_What the task asks_
Copy out all of the records below, switching "Scouting task" to "Labeling task" and keeping everything else the same.

_Records for the exercise_
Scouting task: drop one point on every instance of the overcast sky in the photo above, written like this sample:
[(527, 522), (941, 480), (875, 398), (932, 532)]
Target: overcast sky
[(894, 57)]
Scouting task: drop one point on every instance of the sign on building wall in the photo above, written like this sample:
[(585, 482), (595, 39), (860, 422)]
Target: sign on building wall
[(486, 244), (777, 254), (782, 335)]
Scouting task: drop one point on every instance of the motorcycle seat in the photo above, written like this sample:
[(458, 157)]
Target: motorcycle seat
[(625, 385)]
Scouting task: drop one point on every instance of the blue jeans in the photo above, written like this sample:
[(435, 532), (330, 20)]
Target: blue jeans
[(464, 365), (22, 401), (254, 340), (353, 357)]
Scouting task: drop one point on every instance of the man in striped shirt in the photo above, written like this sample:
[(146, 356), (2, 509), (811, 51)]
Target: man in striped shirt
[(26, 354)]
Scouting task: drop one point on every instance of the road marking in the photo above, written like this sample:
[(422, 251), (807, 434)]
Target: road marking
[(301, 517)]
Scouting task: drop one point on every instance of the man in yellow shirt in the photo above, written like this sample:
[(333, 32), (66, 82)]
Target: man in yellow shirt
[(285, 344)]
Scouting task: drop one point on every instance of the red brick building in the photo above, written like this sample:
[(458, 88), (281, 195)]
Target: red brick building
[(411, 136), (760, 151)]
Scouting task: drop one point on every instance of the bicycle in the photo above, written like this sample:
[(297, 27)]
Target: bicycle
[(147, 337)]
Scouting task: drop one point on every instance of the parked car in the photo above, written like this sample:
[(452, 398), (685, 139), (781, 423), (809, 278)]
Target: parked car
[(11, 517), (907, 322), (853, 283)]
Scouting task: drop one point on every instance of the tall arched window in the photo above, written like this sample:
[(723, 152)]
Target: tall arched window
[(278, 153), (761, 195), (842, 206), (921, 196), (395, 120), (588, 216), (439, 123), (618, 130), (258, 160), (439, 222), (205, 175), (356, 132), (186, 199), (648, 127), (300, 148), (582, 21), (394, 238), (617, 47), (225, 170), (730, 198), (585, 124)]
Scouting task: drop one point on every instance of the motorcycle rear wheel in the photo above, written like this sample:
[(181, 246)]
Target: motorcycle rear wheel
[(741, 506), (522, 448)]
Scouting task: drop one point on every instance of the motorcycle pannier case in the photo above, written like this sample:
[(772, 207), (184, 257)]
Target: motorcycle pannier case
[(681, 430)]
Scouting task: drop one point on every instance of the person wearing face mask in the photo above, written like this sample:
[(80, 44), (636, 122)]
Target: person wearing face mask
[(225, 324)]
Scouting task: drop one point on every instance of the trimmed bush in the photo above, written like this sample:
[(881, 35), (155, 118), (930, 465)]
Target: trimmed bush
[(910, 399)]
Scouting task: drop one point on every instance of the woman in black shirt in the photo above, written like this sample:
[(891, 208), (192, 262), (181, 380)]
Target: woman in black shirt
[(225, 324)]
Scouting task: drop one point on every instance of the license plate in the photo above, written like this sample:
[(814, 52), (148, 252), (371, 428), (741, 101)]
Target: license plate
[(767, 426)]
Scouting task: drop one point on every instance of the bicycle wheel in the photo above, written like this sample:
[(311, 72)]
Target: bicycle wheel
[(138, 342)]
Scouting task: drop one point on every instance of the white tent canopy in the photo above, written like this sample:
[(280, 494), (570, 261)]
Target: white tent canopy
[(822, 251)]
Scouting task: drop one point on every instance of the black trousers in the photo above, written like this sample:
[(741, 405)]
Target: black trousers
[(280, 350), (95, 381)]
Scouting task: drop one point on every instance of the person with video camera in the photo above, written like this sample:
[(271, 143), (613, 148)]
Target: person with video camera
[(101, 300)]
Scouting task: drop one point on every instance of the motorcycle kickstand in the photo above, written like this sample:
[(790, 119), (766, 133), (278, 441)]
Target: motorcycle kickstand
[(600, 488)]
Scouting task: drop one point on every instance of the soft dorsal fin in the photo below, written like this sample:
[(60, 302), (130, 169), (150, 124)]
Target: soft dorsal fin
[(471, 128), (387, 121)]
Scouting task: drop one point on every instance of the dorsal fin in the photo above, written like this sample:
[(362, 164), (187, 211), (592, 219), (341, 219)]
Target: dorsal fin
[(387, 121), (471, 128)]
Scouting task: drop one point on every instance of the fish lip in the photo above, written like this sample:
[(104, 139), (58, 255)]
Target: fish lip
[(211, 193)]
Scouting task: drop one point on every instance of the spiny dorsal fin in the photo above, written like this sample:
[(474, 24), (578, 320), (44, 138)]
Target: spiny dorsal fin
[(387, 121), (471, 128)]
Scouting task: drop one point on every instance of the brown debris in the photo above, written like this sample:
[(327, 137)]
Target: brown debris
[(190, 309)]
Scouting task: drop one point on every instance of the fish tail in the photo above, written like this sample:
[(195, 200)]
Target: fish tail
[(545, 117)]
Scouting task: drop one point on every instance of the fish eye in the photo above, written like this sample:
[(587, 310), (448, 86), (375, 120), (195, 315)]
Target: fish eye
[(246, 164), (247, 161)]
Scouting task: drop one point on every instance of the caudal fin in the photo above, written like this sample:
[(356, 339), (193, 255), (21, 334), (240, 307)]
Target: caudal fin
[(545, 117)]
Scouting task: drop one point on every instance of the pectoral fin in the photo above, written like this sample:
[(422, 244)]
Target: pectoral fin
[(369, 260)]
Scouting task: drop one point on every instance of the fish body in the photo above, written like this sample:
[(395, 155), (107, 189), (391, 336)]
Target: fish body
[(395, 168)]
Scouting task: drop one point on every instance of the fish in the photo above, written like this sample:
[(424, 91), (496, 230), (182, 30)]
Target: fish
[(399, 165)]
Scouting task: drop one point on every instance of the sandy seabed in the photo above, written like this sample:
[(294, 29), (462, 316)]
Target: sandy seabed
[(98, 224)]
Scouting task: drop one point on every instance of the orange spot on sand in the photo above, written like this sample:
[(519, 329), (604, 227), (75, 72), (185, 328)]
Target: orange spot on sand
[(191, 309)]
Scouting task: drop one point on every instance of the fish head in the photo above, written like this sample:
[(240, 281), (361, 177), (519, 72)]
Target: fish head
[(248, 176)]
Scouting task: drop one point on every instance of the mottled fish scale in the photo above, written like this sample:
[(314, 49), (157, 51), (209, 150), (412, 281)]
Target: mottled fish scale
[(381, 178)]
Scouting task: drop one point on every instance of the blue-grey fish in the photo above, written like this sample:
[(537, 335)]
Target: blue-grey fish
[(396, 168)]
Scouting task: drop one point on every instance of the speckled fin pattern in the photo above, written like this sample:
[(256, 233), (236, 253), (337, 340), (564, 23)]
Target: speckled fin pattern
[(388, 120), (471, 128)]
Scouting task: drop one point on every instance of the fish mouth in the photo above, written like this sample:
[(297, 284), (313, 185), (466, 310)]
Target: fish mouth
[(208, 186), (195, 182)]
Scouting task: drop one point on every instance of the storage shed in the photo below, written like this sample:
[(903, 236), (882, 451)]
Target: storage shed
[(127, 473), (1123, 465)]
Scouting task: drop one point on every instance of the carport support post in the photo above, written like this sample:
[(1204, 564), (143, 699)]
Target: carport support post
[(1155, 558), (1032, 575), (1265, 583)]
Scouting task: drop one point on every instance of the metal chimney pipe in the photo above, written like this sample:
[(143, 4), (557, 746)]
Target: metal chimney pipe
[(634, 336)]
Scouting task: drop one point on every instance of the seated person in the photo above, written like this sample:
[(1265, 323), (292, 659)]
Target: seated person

_Task response_
Labeling task: drop one point on every instance of the overcast sky in the photo above, written like this sample:
[(527, 522), (941, 480), (875, 398), (932, 532)]
Target: overcast sky
[(894, 57)]
Labeling task: drop one point on every instance of the sign on building wall in the photo above, written like this sample:
[(585, 482), (595, 39), (860, 422)]
Target: sign on building wall
[(486, 244), (777, 254), (782, 335)]
Labeling task: drop one point on every instance of the motorcycle seat in the photo above, written like this sample:
[(458, 157)]
Target: motorcycle seat
[(625, 385)]
Labeling task: drop one point on every instance of the blue jeans in the photo above, written like this sample:
[(435, 532), (330, 20)]
Target: blue jeans
[(464, 365), (22, 401), (254, 340), (353, 357)]
Labeling task: drop one point on every instance of the man in striped shirt in the photo above, written like this sample:
[(146, 356), (2, 509), (811, 51)]
Target: man in striped shirt
[(26, 354)]
Labeling task: drop one point on every instance of the road marking in the photo above, written like this sample:
[(422, 251), (807, 434)]
Target: road marking
[(301, 517)]
Labeling task: drop one point on every instance of the man in yellow shirt in the photo above, written like this sample:
[(333, 32), (66, 82)]
Target: man in yellow shirt
[(285, 344)]
Labeling task: drop one point on every instance of the red brick building in the photo above, written like this sample:
[(458, 88), (281, 195)]
Target: red brick building
[(411, 136), (760, 151)]
Labeling task: drop one point on every instance of the bicycle in the photo above, written like this sample:
[(297, 27)]
Target: bicycle
[(147, 337)]
Labeling task: drop one point on every instance of the parked car in the photo above, written like this sample:
[(452, 398), (685, 139), (781, 423), (809, 278)]
Target: parked car
[(11, 517), (907, 322), (853, 283)]
Labeling task: drop one point on every instance of the tall arched window in the photo above, written like this sample:
[(723, 152)]
Target: tall arched window
[(278, 153), (761, 195), (842, 206), (921, 196), (395, 120), (588, 216), (439, 123), (618, 130), (258, 160), (439, 222), (205, 175), (356, 132), (186, 199), (648, 127), (300, 148), (582, 21), (394, 238), (617, 47), (225, 170), (730, 198), (585, 124)]
Labeling task: drop one point on every instance of the motorcycle rear wheel in the photo above, written like this sample:
[(181, 246)]
Target: motorcycle rear wheel
[(741, 506), (522, 448)]
Labeling task: drop one point on every instance of the motorcycle pannier case in the photo above, written like this sample:
[(772, 207), (184, 257)]
Target: motorcycle pannier case
[(681, 430)]
Labeling task: drop one point on every instance of the person wearing face mask in the photo above, written like this sample:
[(80, 44), (636, 122)]
Target: person wearing face mask
[(225, 324)]
Labeling task: drop one point on every instance of the trimmed bush in the photo above, written like this sample:
[(881, 35), (155, 118), (930, 465)]
Target: trimmed bush
[(910, 399)]
Labeling task: drop one point on every instance of the woman in black shirt in the photo above, written like this sample:
[(891, 208), (192, 262), (181, 380)]
Target: woman in black shirt
[(225, 324)]
Labeling task: drop one point on every instance of the license plate in the photo above, written like this sample:
[(814, 52), (148, 252), (371, 428), (741, 101)]
Target: license plate
[(767, 426)]
Labeling task: drop one point on every instance of the bicycle wheel in the photo above, written like this sample:
[(311, 72)]
Target: bicycle wheel
[(138, 342)]
Labeling task: drop one point on every instance of the white tent canopy in the photo above, written like this sample:
[(280, 494), (570, 261)]
Target: white tent canopy
[(822, 251)]
Labeling task: drop one point on every instance of the black trousers in the photo above, written like this sample:
[(741, 405)]
Target: black trousers
[(280, 350), (95, 381)]
Labeling task: drop one point on every instance of the person with video camera in the photo above, written like this sample:
[(271, 143), (613, 148)]
Target: person with video camera
[(101, 300)]
Labeling task: drop one point on every instance of the motorcycle kickstand in the photo above, written like this sample:
[(790, 119), (766, 133), (278, 441)]
Target: motorcycle kickstand
[(600, 488)]
Labeling task: drop one point on every instance of the soft dorsal fin in the photo below, written like this sample:
[(60, 302), (130, 169), (150, 124)]
Target: soft dorsal fin
[(471, 128), (387, 121)]
Labeling task: drop one point on every instance of the dorsal fin in the photo above, written like this sample:
[(362, 164), (187, 211), (592, 219), (341, 219)]
Target: dorsal fin
[(387, 121), (471, 128)]
Labeling task: drop one point on every instance of the fish lip in the photo above, written like this sample:
[(104, 139), (58, 255)]
Target: fish lip
[(211, 193)]
Labeling task: drop one point on every instance of the spiny dorsal fin in the photo above, written like this sample:
[(474, 24), (578, 320), (44, 138)]
Target: spiny dorsal fin
[(387, 121), (471, 128)]
Labeling task: drop one point on every instance of the brown debris in the photo above, written like this sample:
[(327, 137)]
Target: brown debris
[(190, 309)]
Labeling task: drop one point on every instance of the fish tail in the photo above, written like this sample:
[(195, 200)]
Target: fish tail
[(545, 117)]
Labeling task: drop one point on every instance of the fish eye in the photo above, written like this sample:
[(587, 310), (448, 86), (375, 120), (195, 315)]
Target: fish eye
[(246, 164), (247, 161)]
Labeling task: drop one point on every instance of the caudal fin in the photo above, written like this sample:
[(356, 339), (193, 255), (21, 334), (240, 307)]
Target: caudal fin
[(545, 117)]
Labeling task: drop one point on every instance of the pectoral fin in the photo above, written like this sample:
[(422, 244)]
Target: pectoral fin
[(369, 260)]
Labeling task: drop one point on every instance of the fish body in the photo above, written like this sample:
[(395, 155), (107, 189), (391, 336)]
Target: fish body
[(395, 168)]
Labeling task: drop one point on every instance of the fish in the photo above, written like this sample:
[(424, 91), (496, 230), (182, 30)]
Target: fish
[(399, 165)]
Labeling task: drop one point on every instance of the sandy seabed in the photo above, written like this sample:
[(294, 29), (462, 316)]
Target: sandy seabed
[(98, 224)]
Labeling task: drop one point on every instance of the orange spot on sand in the photo above, written like this sample:
[(519, 329), (604, 227), (75, 72), (185, 328)]
Target: orange spot on sand
[(191, 309)]
Labeling task: drop one point on every instance of the fish head in the photo above, written like this sample:
[(240, 281), (361, 177), (519, 72)]
Target: fish head
[(248, 176)]
Labeling task: drop one point on every instance of the mottled fish scale in the photo above, written like this sample:
[(314, 49), (157, 51), (209, 150), (412, 281)]
Target: mottled fish scale
[(381, 178)]
Labeling task: drop one point on every instance of the blue-grey fish in the photo above, written like this sample:
[(537, 335)]
Target: blue-grey fish
[(396, 168)]
Labeling task: drop one point on every instance of the speckled fin pattern in the photo above, written like this sample:
[(256, 233), (236, 253), (337, 340), (564, 23)]
Target: speckled fin pattern
[(388, 120), (471, 128)]
Labeling task: drop one point on every instance of the fish mouth in the photo above, written like this sample:
[(297, 284), (313, 185), (466, 310)]
Target: fish mouth
[(208, 186), (195, 182)]
Labeling task: drop one point on every instance of the storage shed in the photo below, written like this sample:
[(903, 236), (882, 451)]
Target: storage shed
[(127, 473), (1123, 465)]
Labeling task: drop one point on every instance of the carport support post in the photo above, written like this sample:
[(1204, 564), (143, 699)]
Target: carport support post
[(1155, 558), (1032, 575), (1265, 583)]
Labeling task: drop one point on every instance of the metal chimney pipe in the photo above, written like this sample:
[(143, 4), (557, 746)]
Target: metal chimney pipe
[(634, 336)]
Labeling task: drop one point on every instance of the seated person in the photo above, written like this sample:
[(1265, 323), (292, 659)]
Target: seated person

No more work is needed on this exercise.